• [Extracted records]:
────────

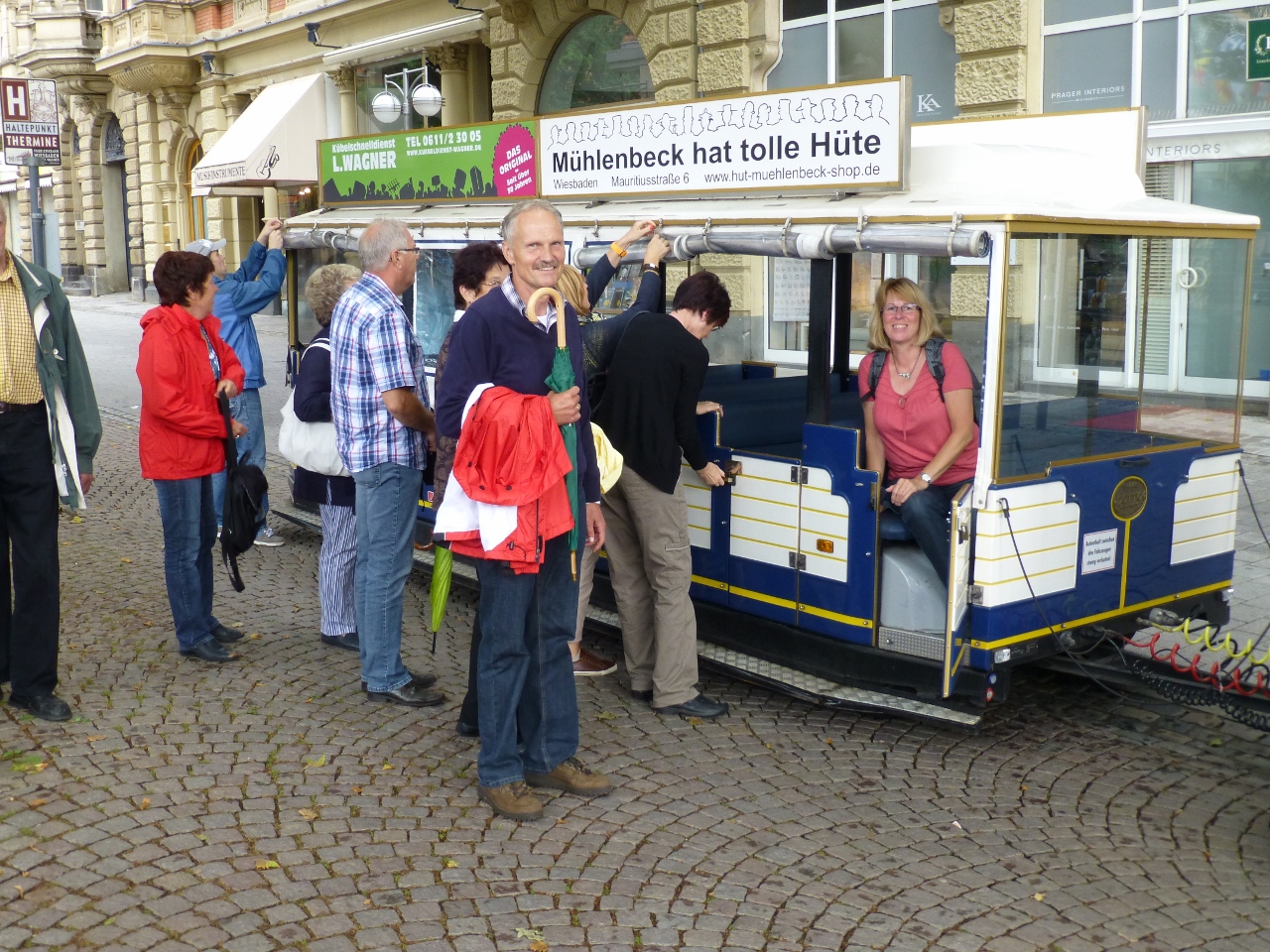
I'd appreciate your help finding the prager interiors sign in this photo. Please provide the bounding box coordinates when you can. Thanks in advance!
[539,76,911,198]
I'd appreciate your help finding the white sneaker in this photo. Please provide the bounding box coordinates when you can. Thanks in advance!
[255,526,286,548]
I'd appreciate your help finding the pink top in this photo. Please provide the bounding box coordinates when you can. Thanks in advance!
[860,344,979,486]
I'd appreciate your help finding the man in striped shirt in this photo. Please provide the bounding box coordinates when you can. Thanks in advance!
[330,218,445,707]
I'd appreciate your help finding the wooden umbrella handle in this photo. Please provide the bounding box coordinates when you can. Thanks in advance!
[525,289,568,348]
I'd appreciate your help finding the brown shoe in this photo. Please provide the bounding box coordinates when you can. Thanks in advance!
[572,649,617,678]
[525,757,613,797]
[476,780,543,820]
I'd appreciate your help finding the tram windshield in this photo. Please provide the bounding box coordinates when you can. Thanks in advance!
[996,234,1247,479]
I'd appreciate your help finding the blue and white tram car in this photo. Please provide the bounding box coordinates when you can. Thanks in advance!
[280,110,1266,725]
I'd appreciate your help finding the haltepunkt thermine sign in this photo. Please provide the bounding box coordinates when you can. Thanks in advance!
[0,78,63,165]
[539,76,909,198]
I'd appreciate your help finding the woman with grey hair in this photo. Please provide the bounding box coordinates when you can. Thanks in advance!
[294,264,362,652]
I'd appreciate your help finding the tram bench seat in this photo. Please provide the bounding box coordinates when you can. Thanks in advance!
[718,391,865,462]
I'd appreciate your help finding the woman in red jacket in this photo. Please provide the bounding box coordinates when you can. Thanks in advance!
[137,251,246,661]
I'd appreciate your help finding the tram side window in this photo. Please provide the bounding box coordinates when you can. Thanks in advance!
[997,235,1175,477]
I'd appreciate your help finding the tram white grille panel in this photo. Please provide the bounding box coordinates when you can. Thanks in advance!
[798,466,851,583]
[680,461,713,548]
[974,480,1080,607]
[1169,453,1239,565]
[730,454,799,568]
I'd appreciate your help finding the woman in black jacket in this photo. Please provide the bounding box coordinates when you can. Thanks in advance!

────────

• [Description of the task]: From the data above, write out everything exactly except the pictures.

• [Completed task]:
I'd appreciate your help finding the prager interiors sign in this photo. Please provide the bounding box coordinates when you can. Thanks in advance!
[539,76,911,198]
I'd appreciate your help finding the white sneaker in this photo. Please provide the bounding box coordinates when you can. Thanks in advance!
[255,526,286,548]
I'd appreciate your help finding the pink top in this photo. Please provide the bounding box coordinates when you can. Thanks in advance!
[860,344,979,486]
I'd appreciate your help finding the man in striped shirt in this photo. Please provide the bounding box coordinates when you can. Thanks in advance!
[330,218,445,707]
I'd appreciate your help finding the wooden umbrella handle in this photo. Please provide the bounding box coordinates when you can. Thanks in advance!
[525,289,568,348]
I'd appreciate your help finding the brown shoe in this photo. Please provide the bounding box coordinates when you can. Thanks in advance!
[572,649,617,678]
[525,757,613,797]
[476,780,543,820]
I'd appreciate your help finding the tram windshield in this photo. Please provide the bounding box coordinates when you can. Thanks in advance!
[996,234,1247,479]
I'd appreciate your help finding the blue and white tram car in this photo. Please provide the bounding box coordinates when you can. Thanks in advance!
[280,110,1266,725]
I'd appreciate your help finding the haltepunkt thermine sign in this photo. Please provide the bounding box coordinates when you can. Thanks in advance!
[0,78,63,165]
[539,76,909,198]
I'd appreciate your help finding the woman with grey hair in this photo. Please provide the bounding box coordinates when you can. Thanks in advance!
[294,264,362,652]
I'd appreciate your help finding the tram bench seat in this photo. Please provide the bounding box coordinates when you can. Thanks in advance!
[718,391,865,462]
I'd appreciate your help finding the woman in red jacket in this photo. Please provide the bounding box coordinates when you can. Thanks in advance!
[137,251,246,661]
I'd appreciate your help finding the tram side window in this photo. Please provide the bounding box coordinates when you can. Thanks in advance!
[997,235,1175,477]
I'd appreciate your help finding the tram white grille panel in this photo. Please provide the bounding box coordinates when you can. Thanks in advance!
[798,466,851,583]
[680,461,713,548]
[974,480,1080,607]
[1169,453,1239,565]
[730,454,799,568]
I'd appreciate your help finding the woman in black jacket in this photo. Please provide the bounding box coordinates when you can. Thanks in advance!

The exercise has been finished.